(Dataset records)
[Start of section]

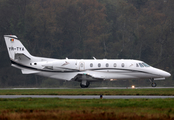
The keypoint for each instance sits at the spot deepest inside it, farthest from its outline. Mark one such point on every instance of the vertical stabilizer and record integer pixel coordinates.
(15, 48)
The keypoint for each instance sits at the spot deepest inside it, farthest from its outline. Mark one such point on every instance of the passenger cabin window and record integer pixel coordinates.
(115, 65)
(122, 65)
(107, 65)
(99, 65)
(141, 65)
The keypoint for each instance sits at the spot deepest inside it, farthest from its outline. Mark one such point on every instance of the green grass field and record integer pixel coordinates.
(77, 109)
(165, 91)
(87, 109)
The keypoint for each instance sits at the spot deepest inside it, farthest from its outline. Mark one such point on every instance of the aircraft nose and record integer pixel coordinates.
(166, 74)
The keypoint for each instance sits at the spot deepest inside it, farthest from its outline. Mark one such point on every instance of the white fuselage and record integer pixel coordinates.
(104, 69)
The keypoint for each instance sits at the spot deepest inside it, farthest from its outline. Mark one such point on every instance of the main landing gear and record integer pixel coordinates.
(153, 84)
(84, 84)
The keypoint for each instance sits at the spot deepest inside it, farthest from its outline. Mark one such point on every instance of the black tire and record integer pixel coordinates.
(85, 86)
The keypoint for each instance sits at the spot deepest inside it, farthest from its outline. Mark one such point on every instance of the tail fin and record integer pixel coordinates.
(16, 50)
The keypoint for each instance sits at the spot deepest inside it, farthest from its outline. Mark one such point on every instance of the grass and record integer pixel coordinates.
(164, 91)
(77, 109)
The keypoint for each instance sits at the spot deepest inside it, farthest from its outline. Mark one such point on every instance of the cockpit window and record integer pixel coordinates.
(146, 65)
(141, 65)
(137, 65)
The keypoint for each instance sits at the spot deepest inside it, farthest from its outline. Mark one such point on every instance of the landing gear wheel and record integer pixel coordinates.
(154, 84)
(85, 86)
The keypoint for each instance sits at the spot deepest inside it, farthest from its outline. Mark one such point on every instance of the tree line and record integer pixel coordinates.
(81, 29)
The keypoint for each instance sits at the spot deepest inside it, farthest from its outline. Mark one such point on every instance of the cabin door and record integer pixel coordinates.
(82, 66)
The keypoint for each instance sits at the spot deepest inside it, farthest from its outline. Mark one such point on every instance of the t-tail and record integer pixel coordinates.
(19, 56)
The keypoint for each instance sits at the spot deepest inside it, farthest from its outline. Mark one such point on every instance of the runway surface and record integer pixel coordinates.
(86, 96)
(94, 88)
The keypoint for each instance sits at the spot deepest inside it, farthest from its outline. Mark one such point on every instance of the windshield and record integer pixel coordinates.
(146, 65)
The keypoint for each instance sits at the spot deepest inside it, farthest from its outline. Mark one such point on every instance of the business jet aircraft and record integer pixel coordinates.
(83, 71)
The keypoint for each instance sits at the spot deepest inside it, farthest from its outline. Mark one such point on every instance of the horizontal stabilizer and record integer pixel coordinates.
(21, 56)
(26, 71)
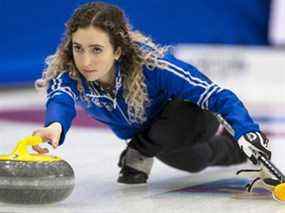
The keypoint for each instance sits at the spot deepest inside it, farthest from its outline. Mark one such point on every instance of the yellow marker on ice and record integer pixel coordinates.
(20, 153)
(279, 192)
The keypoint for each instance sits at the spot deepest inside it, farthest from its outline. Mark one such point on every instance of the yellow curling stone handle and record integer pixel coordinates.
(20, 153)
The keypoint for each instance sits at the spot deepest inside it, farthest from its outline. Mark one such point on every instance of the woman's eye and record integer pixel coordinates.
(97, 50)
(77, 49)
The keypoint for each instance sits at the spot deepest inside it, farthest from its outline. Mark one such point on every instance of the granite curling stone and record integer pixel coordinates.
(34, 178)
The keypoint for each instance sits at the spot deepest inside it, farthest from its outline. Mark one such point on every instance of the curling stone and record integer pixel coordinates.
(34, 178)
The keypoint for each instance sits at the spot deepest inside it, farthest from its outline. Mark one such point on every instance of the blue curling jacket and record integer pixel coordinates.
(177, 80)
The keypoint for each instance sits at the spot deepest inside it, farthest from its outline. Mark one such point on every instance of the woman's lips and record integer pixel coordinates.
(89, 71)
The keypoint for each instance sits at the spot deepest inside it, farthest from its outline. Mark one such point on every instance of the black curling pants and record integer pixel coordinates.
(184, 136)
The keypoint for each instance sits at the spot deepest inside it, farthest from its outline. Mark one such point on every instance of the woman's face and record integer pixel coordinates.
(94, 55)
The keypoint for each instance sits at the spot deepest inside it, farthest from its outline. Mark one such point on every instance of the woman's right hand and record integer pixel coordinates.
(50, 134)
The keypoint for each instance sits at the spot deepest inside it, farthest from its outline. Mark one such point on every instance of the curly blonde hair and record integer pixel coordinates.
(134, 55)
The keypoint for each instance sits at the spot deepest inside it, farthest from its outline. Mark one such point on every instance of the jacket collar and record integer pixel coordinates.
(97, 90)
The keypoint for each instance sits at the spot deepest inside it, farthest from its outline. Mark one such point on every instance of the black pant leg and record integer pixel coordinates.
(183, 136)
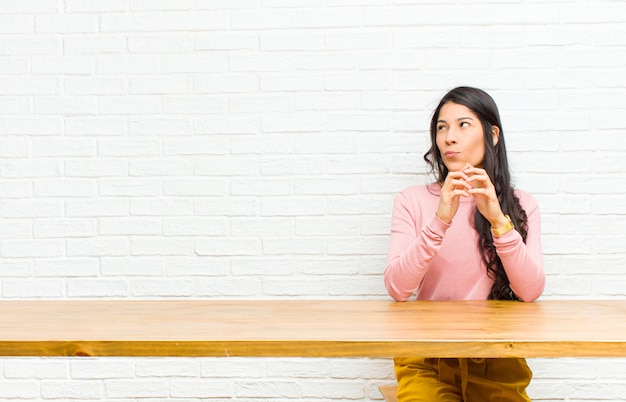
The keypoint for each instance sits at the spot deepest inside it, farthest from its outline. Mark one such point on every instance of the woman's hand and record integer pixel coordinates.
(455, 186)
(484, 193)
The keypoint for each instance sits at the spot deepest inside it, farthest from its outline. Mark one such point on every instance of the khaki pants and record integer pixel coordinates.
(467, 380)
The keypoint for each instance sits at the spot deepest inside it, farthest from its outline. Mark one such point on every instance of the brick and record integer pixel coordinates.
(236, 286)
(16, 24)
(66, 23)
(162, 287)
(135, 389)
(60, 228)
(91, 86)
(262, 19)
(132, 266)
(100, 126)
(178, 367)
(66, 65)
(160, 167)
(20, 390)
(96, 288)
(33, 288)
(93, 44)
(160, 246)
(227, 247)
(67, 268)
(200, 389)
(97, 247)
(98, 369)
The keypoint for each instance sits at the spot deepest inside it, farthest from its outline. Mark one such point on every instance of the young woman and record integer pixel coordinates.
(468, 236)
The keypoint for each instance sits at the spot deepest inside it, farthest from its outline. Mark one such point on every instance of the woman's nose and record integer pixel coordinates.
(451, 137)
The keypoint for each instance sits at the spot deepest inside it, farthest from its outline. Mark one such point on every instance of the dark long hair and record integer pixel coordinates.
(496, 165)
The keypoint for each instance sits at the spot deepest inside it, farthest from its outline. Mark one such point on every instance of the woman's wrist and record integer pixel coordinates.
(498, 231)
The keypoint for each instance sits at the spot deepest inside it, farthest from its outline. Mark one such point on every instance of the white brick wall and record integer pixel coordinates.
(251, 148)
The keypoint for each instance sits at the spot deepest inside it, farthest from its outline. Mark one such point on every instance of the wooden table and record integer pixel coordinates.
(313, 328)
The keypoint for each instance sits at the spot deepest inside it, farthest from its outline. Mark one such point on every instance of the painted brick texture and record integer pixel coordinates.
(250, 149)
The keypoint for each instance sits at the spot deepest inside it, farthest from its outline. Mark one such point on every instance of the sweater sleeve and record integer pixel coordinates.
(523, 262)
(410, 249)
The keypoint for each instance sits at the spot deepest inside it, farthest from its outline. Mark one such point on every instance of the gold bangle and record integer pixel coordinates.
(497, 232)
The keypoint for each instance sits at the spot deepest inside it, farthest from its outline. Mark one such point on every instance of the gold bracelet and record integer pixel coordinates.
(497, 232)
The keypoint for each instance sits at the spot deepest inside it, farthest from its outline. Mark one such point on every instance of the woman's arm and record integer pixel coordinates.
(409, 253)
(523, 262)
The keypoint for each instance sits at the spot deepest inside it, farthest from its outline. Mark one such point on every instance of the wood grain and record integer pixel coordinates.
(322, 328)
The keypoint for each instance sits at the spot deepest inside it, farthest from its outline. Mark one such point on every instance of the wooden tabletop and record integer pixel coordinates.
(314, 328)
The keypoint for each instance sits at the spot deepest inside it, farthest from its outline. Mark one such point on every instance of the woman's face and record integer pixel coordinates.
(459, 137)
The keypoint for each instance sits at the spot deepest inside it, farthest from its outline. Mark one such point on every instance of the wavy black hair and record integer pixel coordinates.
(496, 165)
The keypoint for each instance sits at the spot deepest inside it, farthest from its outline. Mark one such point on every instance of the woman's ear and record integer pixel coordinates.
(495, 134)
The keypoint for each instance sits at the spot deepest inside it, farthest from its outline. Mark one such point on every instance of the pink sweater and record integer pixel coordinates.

[End of section]
[Start of section]

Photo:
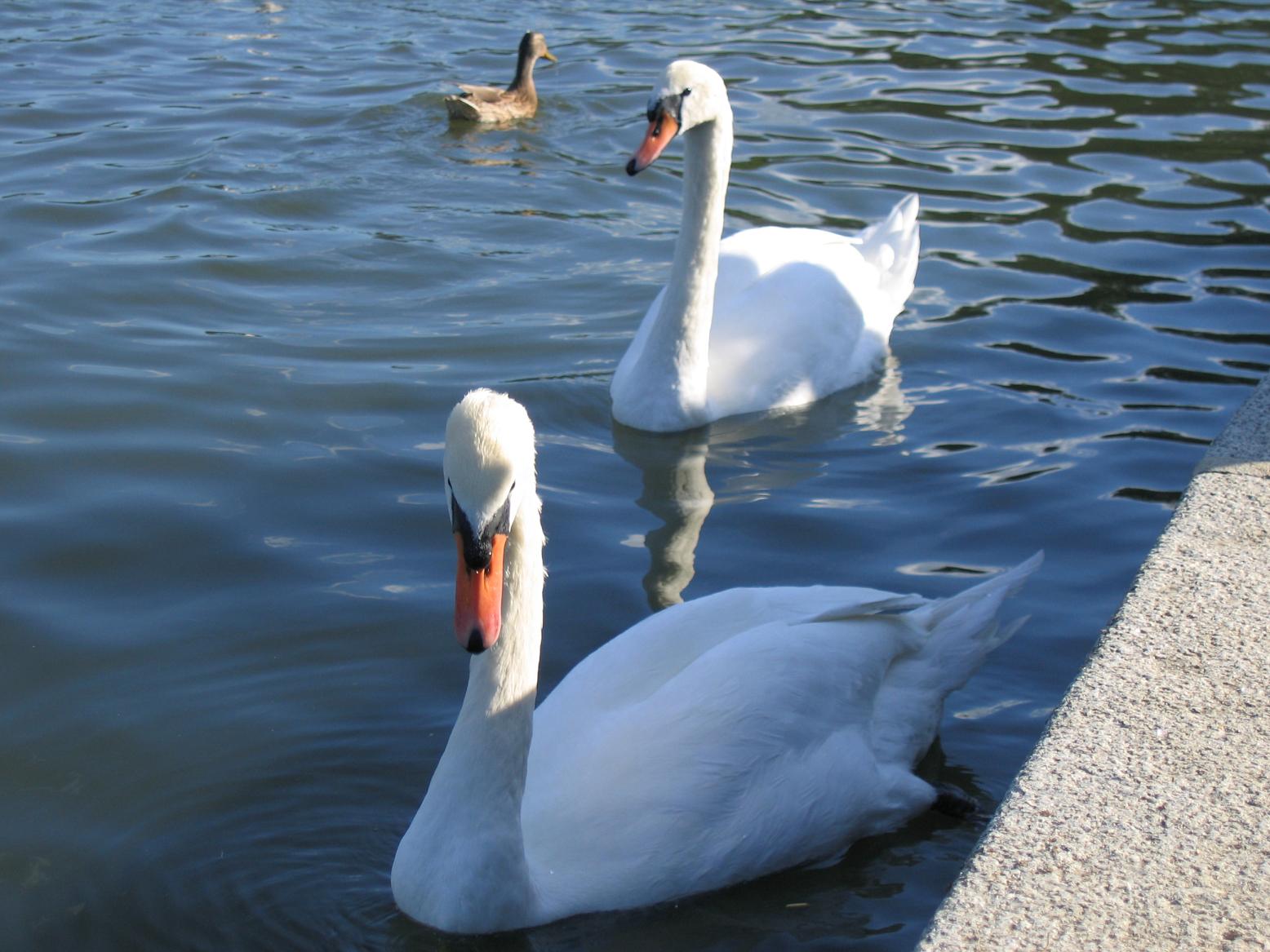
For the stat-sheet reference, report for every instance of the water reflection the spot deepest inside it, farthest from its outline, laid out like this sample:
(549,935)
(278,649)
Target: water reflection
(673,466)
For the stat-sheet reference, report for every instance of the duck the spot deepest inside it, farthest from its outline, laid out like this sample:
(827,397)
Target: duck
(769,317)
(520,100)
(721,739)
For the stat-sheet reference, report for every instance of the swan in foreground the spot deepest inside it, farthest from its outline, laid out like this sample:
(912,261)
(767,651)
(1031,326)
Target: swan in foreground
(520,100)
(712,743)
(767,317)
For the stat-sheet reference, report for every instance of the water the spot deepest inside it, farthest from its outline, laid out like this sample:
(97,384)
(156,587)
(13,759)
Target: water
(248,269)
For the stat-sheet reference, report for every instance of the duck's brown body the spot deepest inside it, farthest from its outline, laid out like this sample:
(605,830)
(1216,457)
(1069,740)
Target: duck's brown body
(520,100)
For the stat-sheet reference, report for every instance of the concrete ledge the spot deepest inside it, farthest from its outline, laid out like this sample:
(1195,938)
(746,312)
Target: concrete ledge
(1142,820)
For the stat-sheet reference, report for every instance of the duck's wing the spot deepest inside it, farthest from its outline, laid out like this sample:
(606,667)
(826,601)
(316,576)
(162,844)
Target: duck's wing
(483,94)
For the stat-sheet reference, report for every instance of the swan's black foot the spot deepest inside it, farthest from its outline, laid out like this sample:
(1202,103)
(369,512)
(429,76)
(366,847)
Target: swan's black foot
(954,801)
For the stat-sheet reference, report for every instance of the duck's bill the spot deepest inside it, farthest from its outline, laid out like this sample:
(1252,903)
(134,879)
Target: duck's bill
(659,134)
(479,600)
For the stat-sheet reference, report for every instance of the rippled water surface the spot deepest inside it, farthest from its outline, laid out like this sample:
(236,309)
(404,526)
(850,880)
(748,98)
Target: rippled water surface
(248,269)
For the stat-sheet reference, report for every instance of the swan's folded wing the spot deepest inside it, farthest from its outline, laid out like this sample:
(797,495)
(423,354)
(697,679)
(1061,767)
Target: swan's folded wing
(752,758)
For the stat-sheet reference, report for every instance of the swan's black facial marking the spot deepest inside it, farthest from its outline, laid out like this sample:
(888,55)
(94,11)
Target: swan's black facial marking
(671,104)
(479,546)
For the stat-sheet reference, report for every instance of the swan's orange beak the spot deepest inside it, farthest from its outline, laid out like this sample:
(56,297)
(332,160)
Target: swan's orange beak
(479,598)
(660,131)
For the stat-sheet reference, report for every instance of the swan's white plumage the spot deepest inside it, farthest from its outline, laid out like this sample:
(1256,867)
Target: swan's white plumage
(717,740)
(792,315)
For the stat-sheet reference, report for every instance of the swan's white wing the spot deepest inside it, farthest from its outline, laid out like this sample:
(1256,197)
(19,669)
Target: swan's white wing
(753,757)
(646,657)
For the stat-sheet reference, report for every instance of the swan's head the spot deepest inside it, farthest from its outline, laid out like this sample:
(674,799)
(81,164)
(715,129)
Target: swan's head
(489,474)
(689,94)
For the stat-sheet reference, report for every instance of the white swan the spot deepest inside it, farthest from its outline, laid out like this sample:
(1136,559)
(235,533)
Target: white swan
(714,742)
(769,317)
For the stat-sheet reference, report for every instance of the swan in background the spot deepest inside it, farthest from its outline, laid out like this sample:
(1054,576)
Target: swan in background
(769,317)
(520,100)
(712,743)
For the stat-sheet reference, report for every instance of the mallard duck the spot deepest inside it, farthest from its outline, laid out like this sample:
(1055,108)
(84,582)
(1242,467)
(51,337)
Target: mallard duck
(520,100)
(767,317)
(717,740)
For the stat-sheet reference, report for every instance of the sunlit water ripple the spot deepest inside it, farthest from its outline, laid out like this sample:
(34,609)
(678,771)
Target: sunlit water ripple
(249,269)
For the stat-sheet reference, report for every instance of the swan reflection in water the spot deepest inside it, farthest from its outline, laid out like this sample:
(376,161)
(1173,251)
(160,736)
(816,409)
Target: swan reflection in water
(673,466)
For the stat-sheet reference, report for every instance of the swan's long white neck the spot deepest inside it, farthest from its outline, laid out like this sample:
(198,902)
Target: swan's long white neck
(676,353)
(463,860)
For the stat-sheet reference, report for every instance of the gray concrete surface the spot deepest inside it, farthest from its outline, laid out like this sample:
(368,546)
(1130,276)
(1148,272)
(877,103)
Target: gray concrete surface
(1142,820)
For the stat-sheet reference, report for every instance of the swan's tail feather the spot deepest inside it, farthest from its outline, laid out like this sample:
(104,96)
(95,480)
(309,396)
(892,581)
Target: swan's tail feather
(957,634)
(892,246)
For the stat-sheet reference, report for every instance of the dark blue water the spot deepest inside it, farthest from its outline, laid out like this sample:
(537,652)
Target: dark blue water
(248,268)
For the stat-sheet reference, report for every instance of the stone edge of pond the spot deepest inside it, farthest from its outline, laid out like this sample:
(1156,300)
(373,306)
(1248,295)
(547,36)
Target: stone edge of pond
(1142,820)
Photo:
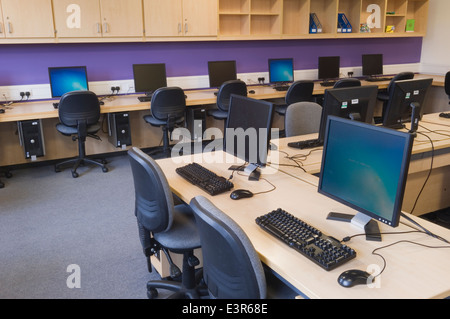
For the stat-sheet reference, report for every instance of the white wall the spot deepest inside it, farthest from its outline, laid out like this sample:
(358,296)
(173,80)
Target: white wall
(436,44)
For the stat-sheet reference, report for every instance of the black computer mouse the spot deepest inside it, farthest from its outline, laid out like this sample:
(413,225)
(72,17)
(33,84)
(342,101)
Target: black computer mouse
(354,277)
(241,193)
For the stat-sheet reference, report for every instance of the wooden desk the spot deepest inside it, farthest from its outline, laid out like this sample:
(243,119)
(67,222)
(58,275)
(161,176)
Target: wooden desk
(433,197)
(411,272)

[End of section]

Set down exactly the lines of the data above, beginning with the line that has "tabletop and record integer pixel coordinates." and ending with the line that has "sweater and record integer pixel coordinates.", and no others.

The keypoint for each instance sits at the spot deepest inside it, farthest from its outline. Mark one such point on every instance of the wooden tabletop and record integer pixel coordinates.
(314, 328)
The keypoint for each instance sits at the spot deepest inside it, farthest from its outline. Mark one such point on every instance of the woman's face and record integer pixel coordinates.
(459, 137)
The keypoint for each instance sits at the spot deepest inside it, farthest from its outline. Mark one such point on every instance of the wavy black hair and record integer pixel coordinates.
(496, 165)
The keypoint for each instance sits at the spot deepest inside it, farthest from its outline. Mark one such point on every instance of the woman's ear and record integer pixel coordinates.
(495, 134)
The keypoint for each instance sits at the spot deepest inside it, farthest from its outline. Mark one such point on every instance of the pink sweater and record integer pixel coordinates.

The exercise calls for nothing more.